** Start of DATASET CONTENT **

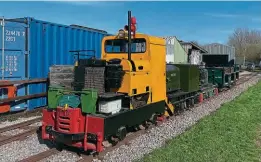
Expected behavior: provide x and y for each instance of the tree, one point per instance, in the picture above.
(247, 43)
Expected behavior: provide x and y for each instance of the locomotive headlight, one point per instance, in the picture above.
(121, 34)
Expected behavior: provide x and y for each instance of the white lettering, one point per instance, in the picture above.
(10, 39)
(14, 33)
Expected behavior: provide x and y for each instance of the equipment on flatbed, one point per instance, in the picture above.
(130, 85)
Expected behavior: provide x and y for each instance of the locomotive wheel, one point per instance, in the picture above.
(59, 146)
(153, 119)
(121, 134)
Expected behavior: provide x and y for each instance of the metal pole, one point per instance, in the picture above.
(129, 35)
(3, 48)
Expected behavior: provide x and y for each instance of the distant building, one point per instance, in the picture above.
(193, 51)
(221, 49)
(175, 53)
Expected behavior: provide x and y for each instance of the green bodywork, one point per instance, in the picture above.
(86, 99)
(189, 77)
(173, 77)
(218, 77)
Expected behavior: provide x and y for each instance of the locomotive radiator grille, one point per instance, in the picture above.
(94, 78)
(63, 124)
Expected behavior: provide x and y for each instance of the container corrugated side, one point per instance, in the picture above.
(12, 56)
(40, 44)
(175, 53)
(220, 49)
(50, 45)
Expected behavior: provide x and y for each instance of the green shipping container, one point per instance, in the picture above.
(173, 77)
(175, 53)
(189, 77)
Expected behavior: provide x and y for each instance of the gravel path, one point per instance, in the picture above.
(12, 132)
(143, 144)
(62, 156)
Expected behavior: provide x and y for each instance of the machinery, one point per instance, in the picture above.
(221, 71)
(124, 89)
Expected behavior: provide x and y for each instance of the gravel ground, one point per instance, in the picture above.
(62, 156)
(38, 124)
(157, 136)
(19, 120)
(19, 150)
(12, 132)
(143, 144)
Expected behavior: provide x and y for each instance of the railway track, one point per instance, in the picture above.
(14, 115)
(24, 125)
(126, 141)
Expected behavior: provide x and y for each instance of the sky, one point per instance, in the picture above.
(204, 22)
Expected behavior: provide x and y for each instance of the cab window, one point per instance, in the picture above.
(138, 45)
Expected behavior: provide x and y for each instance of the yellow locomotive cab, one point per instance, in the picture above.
(145, 71)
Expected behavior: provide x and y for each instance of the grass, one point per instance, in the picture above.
(231, 134)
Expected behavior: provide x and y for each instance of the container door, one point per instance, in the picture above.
(12, 56)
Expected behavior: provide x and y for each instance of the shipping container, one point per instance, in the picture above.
(194, 52)
(174, 51)
(195, 57)
(221, 49)
(215, 60)
(29, 47)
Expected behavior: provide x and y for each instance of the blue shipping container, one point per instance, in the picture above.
(29, 47)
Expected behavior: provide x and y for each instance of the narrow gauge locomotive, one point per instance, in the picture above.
(221, 71)
(122, 90)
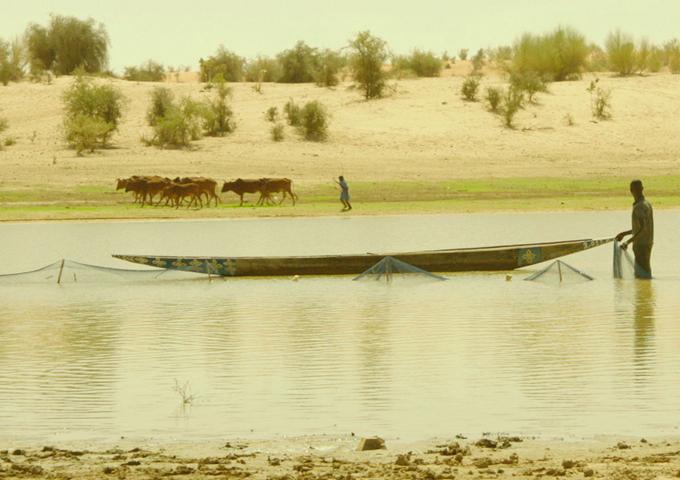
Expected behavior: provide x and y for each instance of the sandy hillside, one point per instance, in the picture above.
(422, 131)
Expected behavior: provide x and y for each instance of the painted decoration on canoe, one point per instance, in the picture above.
(529, 256)
(215, 266)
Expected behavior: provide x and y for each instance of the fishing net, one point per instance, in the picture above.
(69, 271)
(389, 268)
(559, 273)
(624, 265)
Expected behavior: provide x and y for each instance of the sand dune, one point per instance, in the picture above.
(422, 131)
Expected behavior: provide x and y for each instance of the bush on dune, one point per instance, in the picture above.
(421, 63)
(556, 56)
(298, 64)
(621, 52)
(67, 43)
(11, 61)
(225, 63)
(148, 71)
(314, 121)
(92, 114)
(369, 54)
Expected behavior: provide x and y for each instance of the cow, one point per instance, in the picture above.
(240, 187)
(177, 192)
(278, 185)
(207, 185)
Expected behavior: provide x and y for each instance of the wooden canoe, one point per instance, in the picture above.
(508, 257)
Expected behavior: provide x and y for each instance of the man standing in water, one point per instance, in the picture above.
(344, 195)
(642, 232)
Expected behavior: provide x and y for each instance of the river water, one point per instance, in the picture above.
(268, 357)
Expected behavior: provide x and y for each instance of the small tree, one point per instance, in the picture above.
(328, 66)
(272, 114)
(298, 64)
(12, 61)
(621, 53)
(600, 101)
(470, 88)
(225, 63)
(263, 69)
(292, 112)
(494, 95)
(218, 118)
(149, 71)
(368, 56)
(314, 121)
(528, 82)
(277, 132)
(66, 44)
(92, 113)
(513, 102)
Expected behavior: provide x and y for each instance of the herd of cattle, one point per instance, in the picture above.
(154, 190)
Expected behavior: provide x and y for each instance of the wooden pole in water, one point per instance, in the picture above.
(61, 270)
(559, 269)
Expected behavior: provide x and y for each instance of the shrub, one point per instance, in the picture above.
(225, 63)
(597, 59)
(292, 112)
(528, 82)
(621, 53)
(494, 95)
(92, 113)
(298, 64)
(66, 44)
(178, 126)
(478, 60)
(328, 66)
(655, 60)
(272, 114)
(263, 69)
(369, 53)
(83, 132)
(469, 88)
(672, 54)
(600, 101)
(277, 132)
(149, 71)
(11, 61)
(424, 64)
(162, 101)
(218, 118)
(642, 55)
(513, 102)
(314, 121)
(557, 56)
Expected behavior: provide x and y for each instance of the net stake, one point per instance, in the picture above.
(61, 270)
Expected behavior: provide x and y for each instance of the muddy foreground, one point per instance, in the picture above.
(327, 457)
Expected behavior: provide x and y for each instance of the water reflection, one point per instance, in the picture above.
(644, 320)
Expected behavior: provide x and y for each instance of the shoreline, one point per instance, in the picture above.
(508, 195)
(333, 457)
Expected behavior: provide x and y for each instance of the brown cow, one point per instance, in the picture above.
(177, 192)
(207, 185)
(278, 185)
(240, 187)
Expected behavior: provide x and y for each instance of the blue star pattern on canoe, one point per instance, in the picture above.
(528, 256)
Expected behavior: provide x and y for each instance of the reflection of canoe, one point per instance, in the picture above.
(506, 257)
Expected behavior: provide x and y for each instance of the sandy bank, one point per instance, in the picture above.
(328, 457)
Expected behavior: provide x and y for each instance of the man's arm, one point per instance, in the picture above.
(620, 236)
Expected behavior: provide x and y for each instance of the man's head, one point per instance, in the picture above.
(636, 188)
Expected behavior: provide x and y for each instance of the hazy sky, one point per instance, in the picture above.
(180, 32)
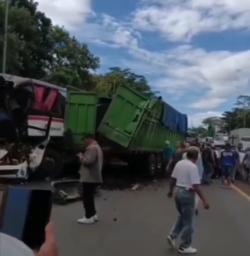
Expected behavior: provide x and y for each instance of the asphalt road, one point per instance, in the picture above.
(137, 223)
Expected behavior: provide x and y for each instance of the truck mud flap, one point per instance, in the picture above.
(66, 191)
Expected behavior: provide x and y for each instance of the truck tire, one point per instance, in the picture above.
(51, 166)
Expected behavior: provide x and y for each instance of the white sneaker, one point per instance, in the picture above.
(85, 220)
(96, 218)
(171, 242)
(189, 250)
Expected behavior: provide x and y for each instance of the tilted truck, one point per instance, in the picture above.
(130, 127)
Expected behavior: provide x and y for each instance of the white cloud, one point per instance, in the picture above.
(204, 79)
(183, 19)
(106, 30)
(197, 118)
(70, 14)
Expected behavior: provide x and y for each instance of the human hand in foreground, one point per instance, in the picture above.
(49, 248)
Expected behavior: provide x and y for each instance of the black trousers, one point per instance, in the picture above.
(88, 196)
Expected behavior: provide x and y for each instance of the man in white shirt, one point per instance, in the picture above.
(186, 178)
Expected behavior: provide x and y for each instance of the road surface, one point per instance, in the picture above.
(137, 223)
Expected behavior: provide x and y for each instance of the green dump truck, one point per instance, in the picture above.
(45, 122)
(131, 127)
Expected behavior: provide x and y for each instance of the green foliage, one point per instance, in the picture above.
(28, 30)
(106, 85)
(71, 61)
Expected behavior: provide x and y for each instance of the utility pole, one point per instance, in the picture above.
(5, 38)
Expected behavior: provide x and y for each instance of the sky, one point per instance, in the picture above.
(194, 53)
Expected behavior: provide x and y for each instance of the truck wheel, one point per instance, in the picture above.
(152, 166)
(51, 165)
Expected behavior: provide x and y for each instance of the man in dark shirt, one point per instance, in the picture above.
(208, 162)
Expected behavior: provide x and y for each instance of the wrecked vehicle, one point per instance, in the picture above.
(31, 122)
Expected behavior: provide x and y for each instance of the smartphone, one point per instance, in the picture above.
(24, 214)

** End of DATASET CONTENT **

• GIVEN TASK: From the line containing "white sneaker, one" down to the last line, reproduce the records exactly. Include both ends.

• SOLVED PROBLEM:
Expected behavior: provide x and y for each instance of the white sneaker, one point per instance, in the picture above.
(85, 220)
(96, 218)
(171, 242)
(189, 250)
Expected behavior: provide x and y for each instance of the tilted truck, one point per instance, in the picture above.
(130, 127)
Expected behavior: provide x and y for each instance of the white cloud, one point per instance, in the picture above.
(204, 79)
(183, 19)
(106, 30)
(197, 118)
(70, 14)
Expected behavior: provide x and y for each instance of the human hand in foreground, one point per instance, in the picture above.
(49, 248)
Expected behavior: provide x and y for each instance of the black trousers, one point per instance, in the picture above.
(88, 196)
Expected behavior: provide x and y for each instance of the man in white shirt, one point per instance, in the picture above.
(186, 178)
Expected behavior: provide x and y for each instance of the road surface, one point per instance, in the picture above.
(137, 223)
Expected behavior: provide x and y for each instance of the green dump truck, one point per instance, in the picture above.
(45, 122)
(131, 127)
Expected behavior: provide x and y for each instance of the green foliage, one point per instance, in the picture above.
(28, 30)
(106, 85)
(71, 61)
Expected behavior: provide x and y for each instance of the utility pole, one point per instance, in the picture above.
(5, 38)
Expected behavior: provide x and y for each instance of the sky, one point per instance, in the picture above.
(194, 53)
Expected behavior: provide x and y for each instance of the truck wheel, one point per instance, in the picture above.
(152, 166)
(51, 165)
Expected behavior: provide x and y for each instance of the man in dark shirt, one point per instance, in the picture above.
(208, 162)
Expected behavior: provide x and y for each instance of the wrecked vehicle, one point per instance, in the picture above.
(31, 122)
Expected behavior: provide x and y for each instance of the smartphone, one point per instance, in the picture above.
(24, 214)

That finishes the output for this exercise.